▸ **WORK ORDER**
The copy you give must match the records exactly, except that it holds no images.
THE DATA Start Marker
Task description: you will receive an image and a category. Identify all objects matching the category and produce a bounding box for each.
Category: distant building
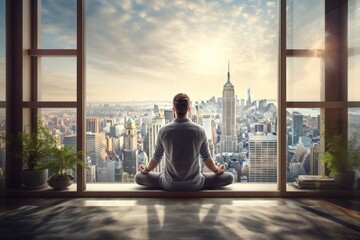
[109,124,123,138]
[86,118,99,133]
[64,132,106,169]
[115,161,124,182]
[220,63,238,153]
[292,112,303,145]
[248,132,277,182]
[106,160,116,182]
[164,109,175,124]
[299,136,312,148]
[246,88,252,108]
[123,117,138,175]
[202,115,213,140]
[137,150,149,170]
[86,165,96,183]
[148,117,165,173]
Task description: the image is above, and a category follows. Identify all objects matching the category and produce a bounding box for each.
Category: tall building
[220,63,238,153]
[109,124,123,138]
[123,117,138,175]
[292,112,303,145]
[148,117,165,173]
[248,131,277,182]
[124,117,137,151]
[202,115,215,158]
[164,109,175,124]
[86,118,99,133]
[64,132,107,182]
[246,88,252,108]
[202,115,212,141]
[64,132,106,168]
[137,150,149,170]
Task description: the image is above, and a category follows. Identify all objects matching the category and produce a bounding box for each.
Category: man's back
[154,118,210,182]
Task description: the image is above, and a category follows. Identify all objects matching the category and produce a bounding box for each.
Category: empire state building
[220,63,238,153]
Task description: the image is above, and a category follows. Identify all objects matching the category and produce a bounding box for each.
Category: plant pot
[334,170,355,189]
[21,169,48,189]
[48,175,73,190]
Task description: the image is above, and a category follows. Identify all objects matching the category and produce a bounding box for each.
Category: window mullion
[278,0,287,193]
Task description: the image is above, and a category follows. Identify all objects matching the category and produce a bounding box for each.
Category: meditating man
[135,93,233,191]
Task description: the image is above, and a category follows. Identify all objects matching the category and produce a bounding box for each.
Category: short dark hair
[173,93,190,116]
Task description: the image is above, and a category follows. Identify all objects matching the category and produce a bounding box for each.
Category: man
[135,93,233,191]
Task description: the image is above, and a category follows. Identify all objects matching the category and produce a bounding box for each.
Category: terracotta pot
[21,169,48,189]
[48,175,73,190]
[334,170,355,189]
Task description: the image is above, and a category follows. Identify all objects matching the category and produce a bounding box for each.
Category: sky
[40,0,280,102]
[0,0,359,102]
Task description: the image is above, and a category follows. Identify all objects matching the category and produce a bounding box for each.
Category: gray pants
[135,172,234,190]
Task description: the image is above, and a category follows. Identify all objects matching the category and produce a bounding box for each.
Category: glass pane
[86,0,279,189]
[39,57,76,101]
[348,0,360,101]
[348,108,360,188]
[0,108,5,181]
[40,0,77,49]
[286,109,332,191]
[287,0,325,49]
[0,0,5,101]
[40,108,77,191]
[287,57,324,101]
[348,108,360,139]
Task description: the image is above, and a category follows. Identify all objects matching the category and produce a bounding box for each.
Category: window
[348,0,360,181]
[85,0,279,189]
[348,0,360,101]
[4,0,358,196]
[40,0,77,49]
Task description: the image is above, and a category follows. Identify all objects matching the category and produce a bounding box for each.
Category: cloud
[40,0,77,48]
[266,2,276,8]
[40,0,280,102]
[39,58,77,101]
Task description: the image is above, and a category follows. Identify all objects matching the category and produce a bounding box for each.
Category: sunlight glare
[187,39,229,73]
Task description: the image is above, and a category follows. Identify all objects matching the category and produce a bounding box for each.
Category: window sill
[5,182,359,198]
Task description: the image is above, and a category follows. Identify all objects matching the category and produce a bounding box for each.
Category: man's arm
[139,159,159,174]
[203,158,225,175]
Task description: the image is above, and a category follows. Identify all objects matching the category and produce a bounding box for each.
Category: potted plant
[1,120,56,189]
[45,145,86,190]
[320,133,360,189]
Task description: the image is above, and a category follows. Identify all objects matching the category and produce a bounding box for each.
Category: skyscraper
[248,131,277,182]
[149,116,165,173]
[123,117,138,175]
[292,111,303,145]
[86,118,99,133]
[246,88,252,108]
[220,62,238,153]
[64,132,106,168]
[202,115,215,158]
[64,132,107,182]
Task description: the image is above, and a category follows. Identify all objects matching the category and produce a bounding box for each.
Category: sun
[183,38,230,74]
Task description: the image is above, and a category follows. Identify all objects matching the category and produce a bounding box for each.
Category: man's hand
[139,164,149,174]
[215,164,225,175]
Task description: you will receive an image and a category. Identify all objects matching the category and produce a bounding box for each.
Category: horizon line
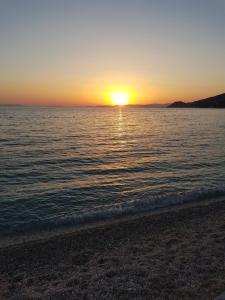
THE DATA End Marker
▸ **RESPONSE AREA**
Task description: you will receive an image and a category. Identify all objects matching the category and produce a bounding box for each.
Category: distant building
[109,124,123,138]
[86,118,99,133]
[64,132,106,169]
[115,161,124,182]
[220,63,238,153]
[292,112,303,145]
[248,132,277,182]
[106,160,116,182]
[164,109,175,124]
[299,136,312,148]
[246,88,252,108]
[123,117,138,175]
[202,115,213,140]
[137,150,149,170]
[86,165,96,183]
[148,117,165,173]
Task description: the image is above, and a category follows. Identify all objects matching the category and produce a bounding box for each.
Category: tall building
[220,63,238,153]
[109,124,123,138]
[123,117,138,175]
[292,112,303,145]
[148,117,165,173]
[248,131,277,182]
[124,117,137,151]
[202,115,215,158]
[164,109,175,124]
[86,118,99,133]
[64,132,107,182]
[246,88,252,108]
[202,115,212,141]
[64,132,106,168]
[137,150,149,170]
Task description: the image is above, and a category follows. Identify all objects matching the category and produce a bounding box for each.
Category: man's back
[154,118,210,182]
Task description: the image is above, and a category follows. Identify all objects matching the category and produce a bounding box for each.
Category: empire state building
[220,63,238,153]
Task description: the image is above, and a category follows. Identify all objects matching the category and produce a bounding box for each.
Category: plant pot
[334,170,355,189]
[21,169,48,189]
[48,175,73,190]
Task description: the image is above, and a category follows. Identify all objects matching the category and produce a bounding box for each.
Category: window mullion
[278,0,287,193]
Task description: the image is above, and a category follows. Identify all objects matching the category and produce a bounding box for each.
Category: meditating man
[135,93,233,191]
Task description: the image is above, and a category follows. Identify all objects matching the category and produce a bounding box for each.
Category: short dark hair
[173,93,190,116]
Task description: the image is above, and a category follows. Identify all objects matching the category and produce a bounding box for each.
Category: man
[135,93,233,191]
Task description: the image is above, and a category follows. Identify all objects matching the category and produce a bounding box for each.
Category: terracotta pot
[21,169,48,189]
[48,175,73,190]
[334,170,355,189]
Task description: the image is above, and a category follows. Identify all objects matching the category and produce a bounding box for each.
Category: sky
[40,0,280,102]
[0,0,359,102]
Task description: the image is above, and a category follows. Identify all objects matching the category and produce a bounding box for each.
Category: gray pants
[135,172,234,190]
Task description: the image is above, and a category follows. Identify all objects matching the category and produce a bounding box for each.
Category: glass pane
[86,0,279,189]
[39,57,76,101]
[348,0,360,101]
[348,108,360,188]
[0,108,5,181]
[40,0,77,49]
[286,109,332,191]
[287,0,325,49]
[0,0,5,101]
[40,108,77,191]
[287,57,324,101]
[348,108,360,139]
Task description: the image is above, and a category follows. Identify all objects matching the category and produce a bounding box for each.
Category: window
[348,0,360,181]
[85,0,279,189]
[348,0,360,101]
[4,0,358,196]
[40,0,77,49]
Task description: the image is above, and a category follows. Identify all objects matching the category and produce a bounding box for each.
Category: cloud
[40,0,77,48]
[266,2,276,8]
[40,0,280,102]
[39,58,77,101]
Task description: the image is above, and a category follows. Identify all objects matching the category and produce a bounding box for each.
Category: sunlight glare
[187,39,229,73]
Task description: the image is above, and a category follows. Identify all objects matching the category and produce a bounding box for each.
Category: window sill
[5,182,359,198]
Task description: the image is above, and a category follows. Identify all objects matching the category and produce a bounding box for each.
Category: man's arm
[139,159,159,174]
[203,158,225,175]
Task description: the image is above, and a category follows. Identify all objects matching the category and produce a bounding box for each.
Category: potted plant
[1,120,56,189]
[45,145,86,190]
[320,133,360,189]
Task description: the image is above, and a category follows. Identify all objects matching the category and produce a bounding box for each.
Category: skyscraper
[248,131,277,182]
[149,116,165,173]
[123,117,138,175]
[292,111,303,145]
[86,118,99,133]
[246,88,252,108]
[220,62,238,153]
[64,132,106,168]
[202,115,215,158]
[64,132,107,182]
Task description: the image is above, and a category follows. Identify all objects matching the category and produce a bounding box for each.
Category: sun
[183,38,230,74]
Task description: the image is above, and a category follows. Identify all objects matching the category and produce a bounding box for each.
Category: man's hand
[139,164,149,174]
[215,164,225,175]
Task description: you will receive an image and a category. Identify all objects matching the category and produce a bounding box for each.
Category: horizon line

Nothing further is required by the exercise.